» **Tasks and exercises**:
• 1. For the rotor passage, decide whether each statement agrees with it. Answer yes or no, and quote the words of the passage that settle it. (a) Most of the lift is generated at the outer portion of the blade. (b) In the hover described, air is drawn into the disc mainly from below it. (c) Less power into the rotor means increased induced drag.
• 2. Using the rotor passage, answer each question.
(a) What does the rotor accelerate downwards to produce lift?
(b) What two components does the airflow drawn into the disc have?
(c) What can the speed of the rotor plus the horizontal component of the inflow be thought of as?
• 3. Revise the rotor passage between "Since the angle" and "effective airspeed reduce?", inclusive, so that "induced drag" becomes "lift-induced drag".

» **Passage shown**:
^^^^^^^^^^^^^^^^
The tip vortices (recirculation) are also reduced meaning that the outer portion of the blade, where most of the lift is generated, becomes more efficient.

Since the angle of attack has reduced, because the inflow is more horizontal and the lift vector is now more vertical, you get more lift for the same pitch angle and therefore require less power.

Less power into the rotor = reduced induced drag.

This image, from Copters.com, may help.

enter image description here

To add some clarifications.

Why does the rotor effective airspeed reduce?

Imagine a helicopter in a zero wind, ideal conditions out of ground effect hover. The rotor, to produce lift, accelerates air downwards. Since there is no wind and the helicopter is not moving, the air is drawn into the disc from around it and mainly from above it. Ignoring side effects, the air is drawn down equally all around the disc. The airflow drawn into the disc has a horizontal component and a vertical component. The vertical component is large as there is little to stop the disc from pulling air down and accelerating it downwards. The speed of the rotor plus the horizontal component of the inflow co-incident with the average chord of the blade can be thought of as the "relative airflow".
^^^^^^^^^^^^^^^^
» **Dataset records**:
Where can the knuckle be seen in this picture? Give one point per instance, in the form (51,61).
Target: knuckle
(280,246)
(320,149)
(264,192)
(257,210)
^^^^^^^^^^^^^^^^
» **Problem solutions**:
• 1.
(a) Yes: "the outer portion of the blade, where most of the lift is generated"
(b) No: "mainly from above it"
(c) No: "Less power into the rotor = reduced induced drag."

• 2.
(a) Air
(b) A horizontal component and a vertical component
(c) The "relative airflow"

• 3.
Since the angle of attack has reduced, because the inflow is more horizontal and the lift vector is now more vertical, you get more lift for the same pitch angle and therefore require less power.

Less power into the rotor = reduced lift-induced drag.

This image, from Copters.com, may help.

enter image description here

To add some clarifications.

Why does the rotor effective airspeed reduce?